La stratégie de disqualification
violente et continue des corps intermédiaires. Le Sénat, n’est
qu’un de ces corps intermédiaires dont Macron veut la disparition. A travers
notamment les ordonnances sociales et la mise en scène de leur signature, à
travers les conflits sociaux qu’il a sciemment provoqué, Macron n’a cessé de disqualifier les
syndicats (qui selon lui n’ont aucun droit à représenter l’intérêt public) et a
partiellement réussi à les discréditer. De même, sa pratique très centralisée
et très autoritaire n’a cessé de disqualifier et discréditer les maires, les
conseils généraux, les élus de proximité, sans compter l’insulte faite à la
nouvelle majorité régionale autonomiste lors de sa visite en Corse. Dans toute
cette première période de son mandat, le moins qu’on puisse dire est qu’il n’a
pas montré une appétence spéciale pour le débat.
Et
maintenant, il se plaint qu’il n’a plus d’interlocuteurs pour débattre !!!!
Merci
donc au Gilets Jaunes de l’avoir forcé à un débat. Par une certaine violence,
puisqu’il ne restait plus que ce moyen-là. Tout comme ils ont montré que face à
cette présidence là, là où les syndicats n’ont jamais pu rien obtenir par les
moyens légaux, ils ont, eux et eux seuls, réussi à obtenir certaines avancées
(sur la taxe carbone, sur les primes..). Par ce qu’il faut bien nommer un début
d’insurrection !
Le non débat, c’est
lui, Macron ; la chienlit, c’est lui ! ; et si ça tourne mal, la
guerre civile, ce sera lui aussi !
« Il y a pour
cela une condition : n’accepter aucune forme de violence. » C’est lui, Macron, qui
l’a dit. Et c’est lui qui l’a fait. Jamais depuis la fin de la guerre d’Algérie
un mouvement social s’est heurté à une telle répression policière. A aujourd’hui (3 février), le
journaliste-documentariste David Dufresne, qui compile les vidéos et récits de
violences policières sur son fil Twitter depuis le début du mouvement des
«gilets jaunes», recense quelque 337 signalements, 1 décès, 152 blessures à la
tête, 17 personnes éborgnées, et 4 mains arrachées du fait de l’action
policière. Même le peu gauchiste Alain Bauer, spécialiste des affaires de
sécurité, a déclaré à propos des
grenades de désencerclement : « Nous avons des armes inutiles et
rarissimes que l'on devrait cesser d'utiliser, affirme-t-il, citant la grenade
de désencerclement. C'est l'arme la plus dangereuse qui puisse exister et dont
l'utilité en matière de maintien de l'ordre n'a jamais été démontrée, où que ce
soit". La police française est la seule à les utiliser. De même pour les
lanceurs de balles de défense, qui devraient être soit interdits, soit utilisés
qu’en dernier recours par des forces expérimentées.

**DONNÉES FOURNIES:**
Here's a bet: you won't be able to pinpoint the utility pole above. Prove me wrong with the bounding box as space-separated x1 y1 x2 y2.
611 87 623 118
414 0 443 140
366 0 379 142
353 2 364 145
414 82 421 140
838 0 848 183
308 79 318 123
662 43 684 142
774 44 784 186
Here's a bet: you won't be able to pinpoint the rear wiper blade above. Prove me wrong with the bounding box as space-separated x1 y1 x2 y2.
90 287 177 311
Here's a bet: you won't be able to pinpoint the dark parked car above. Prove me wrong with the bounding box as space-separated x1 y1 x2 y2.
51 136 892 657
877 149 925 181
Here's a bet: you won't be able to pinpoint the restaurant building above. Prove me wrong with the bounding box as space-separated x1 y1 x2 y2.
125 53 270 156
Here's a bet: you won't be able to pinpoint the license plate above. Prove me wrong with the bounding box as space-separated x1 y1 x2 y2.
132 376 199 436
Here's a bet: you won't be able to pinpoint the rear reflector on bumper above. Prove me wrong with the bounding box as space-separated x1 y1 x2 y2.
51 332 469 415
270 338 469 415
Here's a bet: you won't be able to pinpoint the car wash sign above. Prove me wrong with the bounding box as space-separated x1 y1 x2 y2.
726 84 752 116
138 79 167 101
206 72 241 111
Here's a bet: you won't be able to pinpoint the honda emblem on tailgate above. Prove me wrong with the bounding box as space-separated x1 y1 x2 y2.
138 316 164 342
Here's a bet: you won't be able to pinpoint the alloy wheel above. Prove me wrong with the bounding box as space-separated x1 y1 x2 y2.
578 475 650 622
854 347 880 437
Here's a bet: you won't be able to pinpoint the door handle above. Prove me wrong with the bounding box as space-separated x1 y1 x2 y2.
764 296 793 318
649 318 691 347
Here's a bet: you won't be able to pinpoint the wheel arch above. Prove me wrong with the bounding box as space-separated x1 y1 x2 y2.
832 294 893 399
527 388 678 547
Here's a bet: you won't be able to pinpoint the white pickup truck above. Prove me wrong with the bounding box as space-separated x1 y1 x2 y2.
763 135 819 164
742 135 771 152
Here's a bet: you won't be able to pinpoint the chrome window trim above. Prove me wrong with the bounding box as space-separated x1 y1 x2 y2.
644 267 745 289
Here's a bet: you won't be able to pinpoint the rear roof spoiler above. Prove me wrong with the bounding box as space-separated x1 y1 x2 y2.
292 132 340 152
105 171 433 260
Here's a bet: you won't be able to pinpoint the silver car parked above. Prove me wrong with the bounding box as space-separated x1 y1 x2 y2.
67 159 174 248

**CONSIGNE:** Comment traduire en anglais cette phrase du document : « Jamais depuis la fin de la guerre d’Algérie un mouvement social s’est heurté à une telle répression policière. » ?

**RÉPONSE:** Never since the end of the Algerian War has a social movement come up against such police repression.